■ Problem A ■
In the essay on human interference with nature, where did biologists attach sensors and satellite antennas?
■ Problem B ■
Reproduce the passage of the essay on human interference with nature from "Mankind is quite" to "talk shall we?".

(Document section begins)

Mankind is quite concerned with endangered species in nature. Environmentalists are trying to understand the balance, and intervene where they think it is necessary to prevent unfortunate changes which unbalance the cruel realities of the food chain. Anytime mankind tries to help one species over another, because perhaps it is endangered they are indeed altering the food chain, and there are bound to be unintended consequences because it is so complex and complicated. Okay so let's talk shall we?
Up along the Columbia River between Oregon and Washington state mankind has put in dams, but also salmon ladders for the fish to climb to get upstream. Because there is only one way up, large sea mammals hang out there to feed on the salmon as they come back upriver to spawn. The humans that created this dilemma have now decided that to save the salmon from this human made chokepoint, they have gotten environmental permission to shoot the sea mammals. However, this is their natural food supply, and has been for millions of years. Further they are saving trying to save a fish by shooting a mammal - who's side are they on? A decent and rhetorical question, I suppose.
Okay so, in doing this the large sea mammals just sit around and wait for the salmon, rather than having to battle the flow of the river to get their meal. This is causing the sea mammals to become fat, dumb, and happy just like humans that are now getting diabetes and they don't exercise enough while getting food stamps. Okay so, that was one example, and let me give you another example of how humans disrupt nature with unintended consequences, all the while claiming to be helping the environment.
You see, the other day I was talking to a wildlife biologist fieldworker. She was somewhat aloof, and had a little shade of academic arrogance, perhaps because she had a degree in her scientific field. She explained to me how they stuck on sensors and satellite antennas on the shells of Desert Tortoises. She said at first biologists were putting the antennas in the wrong spot on the females, therefore the males could not mount the female for mating purposes. This is an endangered species, and therefore the mating process is extremely important, without procreation their numbers will dwindle, rather than recover.
Eventually they figured this out. But then I asked if the Desert Tortoises burrow underground and live there 95% of the time, doesn't the antenna get in their way? She said no because the epoxy was very strong, and antennas were very durable. That's not why I asked. The reason why I was concerned with this is because that species has been digging burrows of a certain height, and has evolved with certain types of claws and a body structure to dig that size of tunnels.
By altering the height by a few more inches, they might get stuck inside on a rock, or find difficulties digging in areas which are now unsuitable, and all of this goes against their body's evolutionary design, and the species normal natural habitat behavior, and what about camouflage from predators? Apparently, no one has addressed that, which I find too bad. Not that I am an environmentalist, but the hypocrisy involved, and the inability of academic biologists to think outside the box, or even understand what they are doing bothers me.
It could very well be that a male tortoise doesn't want to mate with a female tortoise, which has some ugly thing on its back, or a female tortoise may find the male an inappropriate mate because it doesn't look right with that extra protrusion on top, and ugly grow, something non-symmetrical for instance. Do you see my point? Maybe some folks need to rethink what they're doing and stop causing so many unintended consequences in nature. I thought these folks claimed to be environmentalists, why are they so busy modifying everything that they see without considering all the ramifications? Please consider all this and think on it.

(Document section ends)
(The data begins)

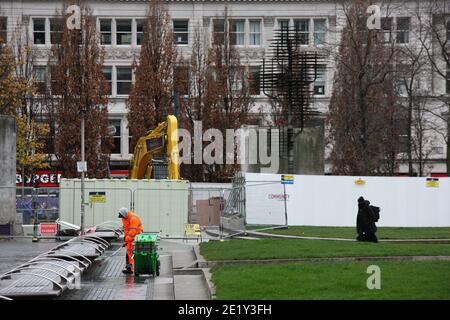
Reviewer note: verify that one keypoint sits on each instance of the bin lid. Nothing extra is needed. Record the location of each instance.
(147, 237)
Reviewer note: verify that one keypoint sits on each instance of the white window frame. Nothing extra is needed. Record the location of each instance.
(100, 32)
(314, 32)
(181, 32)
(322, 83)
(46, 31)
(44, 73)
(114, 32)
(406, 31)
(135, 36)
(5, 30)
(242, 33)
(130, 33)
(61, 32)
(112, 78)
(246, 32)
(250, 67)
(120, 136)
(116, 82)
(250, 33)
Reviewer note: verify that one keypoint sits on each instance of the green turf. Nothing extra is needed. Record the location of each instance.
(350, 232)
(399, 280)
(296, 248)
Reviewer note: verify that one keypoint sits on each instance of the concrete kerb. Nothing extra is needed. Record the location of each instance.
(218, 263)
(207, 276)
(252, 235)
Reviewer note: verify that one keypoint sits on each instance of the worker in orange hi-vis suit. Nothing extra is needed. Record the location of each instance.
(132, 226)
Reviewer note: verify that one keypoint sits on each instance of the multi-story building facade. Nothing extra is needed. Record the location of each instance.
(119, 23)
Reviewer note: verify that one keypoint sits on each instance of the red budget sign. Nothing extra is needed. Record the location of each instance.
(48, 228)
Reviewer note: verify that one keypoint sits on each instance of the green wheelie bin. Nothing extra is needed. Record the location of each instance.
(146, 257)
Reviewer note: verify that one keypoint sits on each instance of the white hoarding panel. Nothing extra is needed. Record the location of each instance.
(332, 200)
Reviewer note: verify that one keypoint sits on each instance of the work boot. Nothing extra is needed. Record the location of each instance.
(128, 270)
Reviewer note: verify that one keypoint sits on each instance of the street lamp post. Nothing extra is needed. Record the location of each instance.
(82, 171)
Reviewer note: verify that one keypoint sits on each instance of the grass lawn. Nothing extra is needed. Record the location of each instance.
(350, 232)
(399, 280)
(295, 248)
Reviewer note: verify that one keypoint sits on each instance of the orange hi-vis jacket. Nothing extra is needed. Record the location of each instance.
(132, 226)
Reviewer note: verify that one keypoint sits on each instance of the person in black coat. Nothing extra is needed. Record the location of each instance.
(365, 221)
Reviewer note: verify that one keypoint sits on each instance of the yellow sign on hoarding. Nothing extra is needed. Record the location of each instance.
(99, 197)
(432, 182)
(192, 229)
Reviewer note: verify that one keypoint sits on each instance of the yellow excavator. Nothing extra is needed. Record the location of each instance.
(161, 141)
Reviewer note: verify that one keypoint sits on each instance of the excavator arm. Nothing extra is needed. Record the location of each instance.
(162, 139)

(The data ends)

■ Answer section A ■
On the shells of Desert Tortoises.

■ Answer section B ■
Mankind is quite concerned with endangered species in nature. Environmentalists are trying to understand the balance, and intervene where they think it is necessary to prevent unfortunate changes which unbalance the cruel realities of the food chain. Anytime mankind tries to help one species over another, because perhaps it is endangered they are indeed altering the food chain, and there are bound to be unintended consequences because it is so complex and complicated. Okay so let's talk shall we?